#### Activity
Repeat the lines below exactly as written, please, from the line with "Target: boy in white t-shirt" to the line with "# mark one dot per instance, written like column 418, row", both lines included, and no others.

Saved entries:
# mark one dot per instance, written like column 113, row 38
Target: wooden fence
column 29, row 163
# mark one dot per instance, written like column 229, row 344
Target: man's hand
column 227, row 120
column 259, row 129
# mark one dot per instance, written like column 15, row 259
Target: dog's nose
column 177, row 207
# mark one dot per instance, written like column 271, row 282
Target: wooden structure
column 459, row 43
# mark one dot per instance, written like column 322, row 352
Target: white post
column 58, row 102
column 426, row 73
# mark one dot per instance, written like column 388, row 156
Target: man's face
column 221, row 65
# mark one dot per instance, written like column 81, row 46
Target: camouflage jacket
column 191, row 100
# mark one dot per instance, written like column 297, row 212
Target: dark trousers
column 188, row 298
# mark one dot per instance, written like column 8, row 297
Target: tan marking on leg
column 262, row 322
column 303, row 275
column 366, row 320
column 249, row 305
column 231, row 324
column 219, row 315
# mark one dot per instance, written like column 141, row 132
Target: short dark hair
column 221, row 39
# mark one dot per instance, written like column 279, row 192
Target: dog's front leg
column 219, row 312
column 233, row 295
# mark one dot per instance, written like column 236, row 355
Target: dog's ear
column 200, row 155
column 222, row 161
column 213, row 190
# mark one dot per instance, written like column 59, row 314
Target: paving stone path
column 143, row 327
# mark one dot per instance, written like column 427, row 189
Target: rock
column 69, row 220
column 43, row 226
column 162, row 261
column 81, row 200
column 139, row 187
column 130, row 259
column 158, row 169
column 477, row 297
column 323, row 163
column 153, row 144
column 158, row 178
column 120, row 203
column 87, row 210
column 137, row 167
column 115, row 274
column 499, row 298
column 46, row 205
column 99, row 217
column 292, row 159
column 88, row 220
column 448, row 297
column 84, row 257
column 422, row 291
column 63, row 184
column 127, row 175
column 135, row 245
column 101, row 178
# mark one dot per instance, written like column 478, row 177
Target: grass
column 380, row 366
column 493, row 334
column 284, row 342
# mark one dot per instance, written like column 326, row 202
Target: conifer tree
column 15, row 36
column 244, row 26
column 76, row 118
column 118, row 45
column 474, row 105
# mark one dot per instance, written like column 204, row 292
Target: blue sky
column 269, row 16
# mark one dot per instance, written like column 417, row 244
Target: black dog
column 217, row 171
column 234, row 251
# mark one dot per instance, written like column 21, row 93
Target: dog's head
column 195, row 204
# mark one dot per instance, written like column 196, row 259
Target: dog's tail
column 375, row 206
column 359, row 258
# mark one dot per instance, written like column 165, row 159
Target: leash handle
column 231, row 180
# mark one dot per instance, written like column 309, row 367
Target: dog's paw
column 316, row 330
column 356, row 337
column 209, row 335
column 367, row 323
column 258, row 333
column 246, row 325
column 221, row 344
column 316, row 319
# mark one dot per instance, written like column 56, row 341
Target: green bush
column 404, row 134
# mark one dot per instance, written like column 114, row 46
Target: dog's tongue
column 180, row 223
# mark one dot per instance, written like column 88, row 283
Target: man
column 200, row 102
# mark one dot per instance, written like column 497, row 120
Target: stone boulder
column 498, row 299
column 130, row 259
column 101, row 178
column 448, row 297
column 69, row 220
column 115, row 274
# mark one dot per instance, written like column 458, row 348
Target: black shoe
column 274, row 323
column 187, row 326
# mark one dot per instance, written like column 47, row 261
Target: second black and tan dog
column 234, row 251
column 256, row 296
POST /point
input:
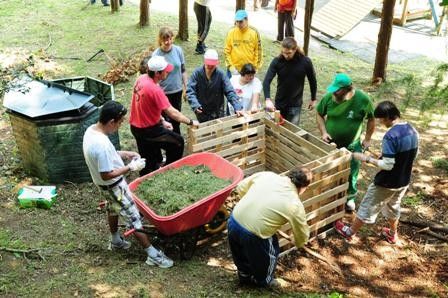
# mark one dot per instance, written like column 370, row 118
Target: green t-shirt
column 344, row 120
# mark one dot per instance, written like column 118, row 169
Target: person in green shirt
column 340, row 117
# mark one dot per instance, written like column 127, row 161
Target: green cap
column 341, row 80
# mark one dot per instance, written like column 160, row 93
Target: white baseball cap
column 211, row 57
column 158, row 63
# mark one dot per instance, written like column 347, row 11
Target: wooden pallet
column 258, row 143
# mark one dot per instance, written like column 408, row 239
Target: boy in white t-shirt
column 107, row 170
column 248, row 88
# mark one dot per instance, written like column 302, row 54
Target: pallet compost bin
column 259, row 142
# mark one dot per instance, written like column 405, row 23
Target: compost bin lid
column 38, row 98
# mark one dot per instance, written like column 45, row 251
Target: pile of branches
column 121, row 71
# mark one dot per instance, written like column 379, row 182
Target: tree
column 309, row 8
column 382, row 47
column 183, row 20
column 240, row 4
column 114, row 6
column 144, row 12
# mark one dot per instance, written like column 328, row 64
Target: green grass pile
column 171, row 191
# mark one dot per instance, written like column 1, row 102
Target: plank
column 228, row 138
column 325, row 195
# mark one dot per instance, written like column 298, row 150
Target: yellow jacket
column 243, row 46
column 268, row 201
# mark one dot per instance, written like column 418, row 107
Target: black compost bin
column 49, row 121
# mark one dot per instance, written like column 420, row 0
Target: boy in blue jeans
column 384, row 194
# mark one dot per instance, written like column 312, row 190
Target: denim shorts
column 120, row 202
column 380, row 199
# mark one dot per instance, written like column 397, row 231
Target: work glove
column 137, row 164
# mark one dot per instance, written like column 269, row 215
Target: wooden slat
column 325, row 195
column 312, row 148
column 327, row 221
column 326, row 181
column 228, row 138
column 315, row 213
column 226, row 122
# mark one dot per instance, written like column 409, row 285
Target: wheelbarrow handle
column 129, row 232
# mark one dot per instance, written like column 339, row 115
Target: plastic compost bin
column 200, row 212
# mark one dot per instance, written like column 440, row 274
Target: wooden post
column 183, row 20
column 114, row 6
column 384, row 36
column 309, row 8
column 240, row 4
column 144, row 13
column 404, row 13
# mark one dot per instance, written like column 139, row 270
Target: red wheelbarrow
column 186, row 224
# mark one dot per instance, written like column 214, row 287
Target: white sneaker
column 123, row 244
column 160, row 260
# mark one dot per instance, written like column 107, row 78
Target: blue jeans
column 255, row 258
column 292, row 114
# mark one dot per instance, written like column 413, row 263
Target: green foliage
column 437, row 95
column 7, row 240
column 172, row 190
column 335, row 295
column 440, row 163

#### Output for this exercise
Target: boy in white t-shirt
column 107, row 170
column 248, row 88
# mark one dot per instance, written like column 302, row 54
Target: pallet compost bin
column 259, row 142
# mark one dot per instance, written like column 405, row 23
Target: compost bin lid
column 38, row 98
# mark one dot per instance, written like column 45, row 251
Target: pile of branches
column 121, row 71
# mark one dot per instance, written like column 379, row 182
Target: tree
column 309, row 8
column 382, row 47
column 183, row 20
column 240, row 4
column 114, row 6
column 144, row 12
# mark one dot per instance, written like column 328, row 64
Target: green grass pile
column 171, row 191
# mark one dot per instance, written like column 1, row 102
Target: plank
column 228, row 138
column 325, row 195
# mark one dot per instance, written like column 298, row 150
Target: yellow jacket
column 243, row 46
column 268, row 201
# mark one dot per instance, written like column 418, row 107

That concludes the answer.